[Rows from a dataset]

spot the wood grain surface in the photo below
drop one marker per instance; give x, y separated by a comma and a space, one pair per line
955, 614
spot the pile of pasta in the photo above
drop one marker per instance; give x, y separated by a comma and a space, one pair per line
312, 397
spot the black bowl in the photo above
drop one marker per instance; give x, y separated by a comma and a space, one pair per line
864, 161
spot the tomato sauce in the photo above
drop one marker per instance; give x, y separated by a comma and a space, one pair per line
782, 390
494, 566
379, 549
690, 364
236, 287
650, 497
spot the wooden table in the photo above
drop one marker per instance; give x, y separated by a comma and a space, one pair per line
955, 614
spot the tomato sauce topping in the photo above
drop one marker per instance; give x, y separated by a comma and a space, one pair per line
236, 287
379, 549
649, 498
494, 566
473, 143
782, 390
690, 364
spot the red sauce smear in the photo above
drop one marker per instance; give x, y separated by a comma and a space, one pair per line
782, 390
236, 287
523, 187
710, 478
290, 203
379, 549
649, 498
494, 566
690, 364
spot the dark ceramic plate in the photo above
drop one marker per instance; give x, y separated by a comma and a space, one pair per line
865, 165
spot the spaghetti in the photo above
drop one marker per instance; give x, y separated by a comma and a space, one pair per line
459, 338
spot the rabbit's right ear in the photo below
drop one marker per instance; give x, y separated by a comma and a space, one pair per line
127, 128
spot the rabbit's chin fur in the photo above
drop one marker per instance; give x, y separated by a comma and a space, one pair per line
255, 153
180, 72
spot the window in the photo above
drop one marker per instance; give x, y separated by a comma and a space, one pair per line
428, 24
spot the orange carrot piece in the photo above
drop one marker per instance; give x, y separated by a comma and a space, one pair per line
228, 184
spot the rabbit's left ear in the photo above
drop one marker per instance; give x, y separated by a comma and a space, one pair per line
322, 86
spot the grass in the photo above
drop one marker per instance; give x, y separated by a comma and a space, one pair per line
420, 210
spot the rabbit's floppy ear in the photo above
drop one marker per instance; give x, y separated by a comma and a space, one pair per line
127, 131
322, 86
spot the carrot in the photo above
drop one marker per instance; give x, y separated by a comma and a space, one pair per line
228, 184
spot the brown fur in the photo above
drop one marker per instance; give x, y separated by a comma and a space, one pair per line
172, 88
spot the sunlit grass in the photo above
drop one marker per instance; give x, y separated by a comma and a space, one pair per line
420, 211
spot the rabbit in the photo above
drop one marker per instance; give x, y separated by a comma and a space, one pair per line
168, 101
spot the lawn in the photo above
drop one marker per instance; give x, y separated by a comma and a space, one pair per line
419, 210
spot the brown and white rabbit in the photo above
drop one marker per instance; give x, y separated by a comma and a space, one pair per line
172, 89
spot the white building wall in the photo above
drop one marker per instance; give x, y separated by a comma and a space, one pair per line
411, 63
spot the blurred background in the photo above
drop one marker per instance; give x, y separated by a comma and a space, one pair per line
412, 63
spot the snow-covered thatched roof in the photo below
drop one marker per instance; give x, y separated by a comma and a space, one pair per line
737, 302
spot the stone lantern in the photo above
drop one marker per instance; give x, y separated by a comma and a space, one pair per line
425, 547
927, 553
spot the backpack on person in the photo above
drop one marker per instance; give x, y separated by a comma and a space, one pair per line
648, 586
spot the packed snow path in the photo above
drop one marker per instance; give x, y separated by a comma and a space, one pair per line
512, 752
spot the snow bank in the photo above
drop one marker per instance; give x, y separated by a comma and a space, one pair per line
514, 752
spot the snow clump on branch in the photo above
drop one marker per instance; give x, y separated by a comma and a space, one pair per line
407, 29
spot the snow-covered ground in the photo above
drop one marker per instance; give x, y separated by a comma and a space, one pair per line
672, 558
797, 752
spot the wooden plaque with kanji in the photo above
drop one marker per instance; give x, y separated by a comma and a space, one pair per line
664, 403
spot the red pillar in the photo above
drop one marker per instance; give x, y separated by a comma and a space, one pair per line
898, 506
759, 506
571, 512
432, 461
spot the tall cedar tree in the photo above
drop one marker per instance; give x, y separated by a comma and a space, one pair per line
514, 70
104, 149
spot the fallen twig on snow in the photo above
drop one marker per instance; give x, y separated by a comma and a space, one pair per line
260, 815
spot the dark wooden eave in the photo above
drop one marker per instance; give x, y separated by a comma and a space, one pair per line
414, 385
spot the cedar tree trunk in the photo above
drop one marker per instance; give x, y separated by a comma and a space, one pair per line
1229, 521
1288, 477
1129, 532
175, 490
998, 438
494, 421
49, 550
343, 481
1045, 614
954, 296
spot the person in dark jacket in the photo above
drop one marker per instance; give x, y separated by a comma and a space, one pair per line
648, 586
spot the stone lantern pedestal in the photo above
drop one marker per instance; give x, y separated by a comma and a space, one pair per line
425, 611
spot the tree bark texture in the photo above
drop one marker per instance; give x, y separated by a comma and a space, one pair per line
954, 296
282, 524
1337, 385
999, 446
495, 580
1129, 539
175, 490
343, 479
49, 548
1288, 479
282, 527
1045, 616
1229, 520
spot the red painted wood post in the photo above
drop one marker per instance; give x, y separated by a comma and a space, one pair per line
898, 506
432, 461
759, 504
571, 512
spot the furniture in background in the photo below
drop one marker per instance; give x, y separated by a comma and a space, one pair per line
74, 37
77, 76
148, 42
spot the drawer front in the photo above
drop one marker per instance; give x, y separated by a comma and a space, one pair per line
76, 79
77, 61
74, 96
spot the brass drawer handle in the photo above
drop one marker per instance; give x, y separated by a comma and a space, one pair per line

_The problem_
Go through the records above and retype each one exactly.

_Written solution_
spot the wood grain surface in the photo below
drop one marker per instance; give x, y separated by a comma and a space, one pair per line
955, 614
spot the pile of pasta in the photo above
drop one marker per instance; give x, y separated by a comma and a space, one pair per line
312, 397
spot the black bowl in the photo above
drop one marker per instance; give x, y separated by a comma and a space, one pair per line
864, 161
spot the tomato sauce in the photo above
drop one marker per instance; give x, y separated by a comma and a space, one pair per line
782, 390
494, 566
379, 549
690, 364
236, 287
650, 497
spot the wooden table in the photo above
drop one marker per instance; give x, y separated by a comma and a space, one pair per line
955, 614
spot the tomato sauce topping in the photo above
drop one marker per instance; give x, y separated by a comma and a space, one pair per line
236, 287
379, 549
649, 498
494, 566
473, 143
782, 390
690, 364
spot the red sauce smear in the photo above
drop one marker per instance; give x, y separated by a comma and a space, one pair per line
782, 390
236, 287
523, 187
710, 478
290, 203
379, 549
649, 498
494, 566
690, 364
spot the dark ceramic plate in the photo above
drop one marker per instance; give x, y separated by a comma and a space, one pair per line
865, 165
spot the spaghetti in the photo above
drop one marker per instance; give x, y separated by a comma and a space, one pair per line
459, 338
spot the rabbit's right ear in the photo below
drop one marker per instance; give x, y separated by a comma and a space, one pair per line
127, 128
spot the rabbit's chin fur in the photo above
drop one marker per instance; give x, y separated by a comma and a space, one pair per line
255, 153
180, 72
spot the window in the photo above
drop one marker per instance; give x, y separated by a comma and a space, one pair per line
428, 24
spot the orange carrot piece in the photo above
drop one marker per instance; give x, y separated by a comma and a space, one pair per line
228, 184
spot the rabbit's left ear in the photo above
drop one marker per instance; give x, y separated by a comma and a space, one pair per line
322, 86
spot the grass in the photo above
drop one marker per instance; give x, y separated by a comma and a space, one pair per line
420, 210
spot the rabbit's floppy ear in the photo above
drop one marker per instance; give x, y separated by a comma and a space, one pair per line
127, 131
322, 86
spot the carrot in the photo above
drop one marker per instance; give x, y separated by a comma and a space, one pair per line
228, 184
spot the brown fur in the photo above
drop one marker per instance; give x, y separated by a comma and a space, one pair per line
172, 88
spot the sunlit grass in the photo above
drop one marker per instance; give x, y separated by a comma and a space, one pair per line
420, 211
spot the rabbit in the photo above
drop one marker per instance; give x, y separated by a comma and a space, one pair per line
168, 101
spot the lawn in the photo above
drop one marker per instance; give x, y separated by a comma and a space, one pair per line
419, 210
spot the brown and white rabbit in the photo above
drop one marker per instance; give x, y separated by a comma and a space, one pair per line
172, 89
spot the white building wall in the photo above
drop one marker per instance; give x, y separated by a comma and a space, one pair per line
411, 63
spot the blurred background in the photo above
drop one marker per instance; give x, y separated by a comma and a space, one pair per line
412, 63
spot the snow-covered thatched roof in the photo below
drop one marker per instance; give x, y separated by a comma and a space, one pair per line
737, 302
spot the stone lantern in the photo above
drop one marker per instance; give x, y separated by a comma and a space, one pair per line
425, 547
927, 553
spot the backpack on person in the photo above
drop one marker per instance; give x, y separated by a comma and a space, one pair per line
648, 586
spot the packed snow path in the photo above
drop one marker per instance; give x, y separated by a comma and a space, one pair per line
512, 752
spot the snow bank in the photo above
drop one marker per instance; give x, y separated by a comma and a space, one pair per line
514, 752
spot the snow clump on branch in the photo above
drop one marker per instance; give x, y separated by a comma and a space, one pair per line
407, 29
spot the snow-covered ground in the photo above
drop one marker per instance; give x, y separated by a comma and a space, one pair per line
672, 558
797, 752
spot the wooden plaque with kanji in the photo above
drop one marker per instance; give x, y separated by a comma and a space, one pair per line
664, 403
spot the red pillar in the photo above
drop one marker per instance; give x, y separated by a comma and a space, one pair per line
898, 506
759, 506
571, 512
432, 461
spot the tall cedar tree in the photo above
drop one marker per instance; give x, y separated by a comma and a space, one pair per line
514, 70
104, 149
spot the fallen twig on snow in the photo above
drop one marker per instance; give x, y separated by a comma and a space, one pair per line
260, 815
spot the dark wooden eave in the photo above
drop one marker per instance; give x, y separated by a comma and a space, one pair per line
414, 385
spot the cedar tree trunk in the photo above
drop one marker per instance; give x, y separated by a comma and a space, one pair per line
1229, 521
1288, 477
1129, 532
175, 490
998, 438
494, 421
49, 550
343, 481
1045, 614
954, 296
spot the person in dark jacket in the photo above
drop one marker per instance; give x, y separated by a comma and a space, one pair per line
648, 586
spot the stone lantern pedestal in the photo above
drop one marker per instance; give x, y separated by a comma and a space, one pair per line
425, 611
spot the tree bark texture in the photo above
drop one marker per instance; give x, y separated by a comma and a space, one pair per line
954, 296
282, 524
1337, 385
999, 446
495, 580
1129, 539
175, 490
343, 479
49, 548
1288, 479
282, 527
1045, 616
1229, 520
spot the red painted wood post in the photo above
drop one marker per instance; give x, y separated by a comma and a space, one pair per line
898, 506
432, 461
759, 504
571, 512
spot the furniture in background in the photo below
drop one marker per instance; give x, y separated by a comma and a space, one pair per line
74, 37
77, 76
148, 42
spot the drawer front in the photo above
drop one marker per instance; give x, y separated by a comma and a space, one pair per line
76, 79
77, 61
74, 96
spot the brass drawer handle in the photo above
drop one marker per instance; give x, y separated by a comma and a space, one pair per line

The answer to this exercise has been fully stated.